**Problem to solve**
The response must be made up of the lines in the entries below that contain "like".

╔══

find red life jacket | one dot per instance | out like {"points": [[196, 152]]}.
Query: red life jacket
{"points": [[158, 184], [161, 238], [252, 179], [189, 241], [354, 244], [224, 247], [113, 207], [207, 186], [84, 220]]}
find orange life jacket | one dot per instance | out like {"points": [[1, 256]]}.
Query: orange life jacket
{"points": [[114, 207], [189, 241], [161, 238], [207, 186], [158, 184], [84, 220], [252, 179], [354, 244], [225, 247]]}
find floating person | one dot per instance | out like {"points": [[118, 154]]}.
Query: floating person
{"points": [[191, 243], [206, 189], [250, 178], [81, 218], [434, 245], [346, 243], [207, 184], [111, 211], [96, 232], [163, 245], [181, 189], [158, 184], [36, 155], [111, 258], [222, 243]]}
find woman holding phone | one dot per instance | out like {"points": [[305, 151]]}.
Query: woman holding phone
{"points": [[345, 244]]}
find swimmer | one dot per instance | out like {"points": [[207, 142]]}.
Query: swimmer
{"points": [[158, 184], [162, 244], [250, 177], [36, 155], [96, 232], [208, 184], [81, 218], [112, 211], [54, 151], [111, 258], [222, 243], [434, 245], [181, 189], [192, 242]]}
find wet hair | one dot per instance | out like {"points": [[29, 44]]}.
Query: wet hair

╚══

**Answer space**
find red life jacket | one dot per instance | out like {"points": [[196, 152]]}.
find orange life jacket | one dot per instance | out like {"points": [[1, 256]]}.
find floating person | one dot per instance | out like {"points": [[118, 154]]}.
find woman holding phone | one dot per instance | out like {"points": [[305, 151]]}.
find swimmer | one dot per instance | out like {"points": [[207, 142]]}.
find wet hair | one dot per instance | out like {"points": [[29, 44]]}.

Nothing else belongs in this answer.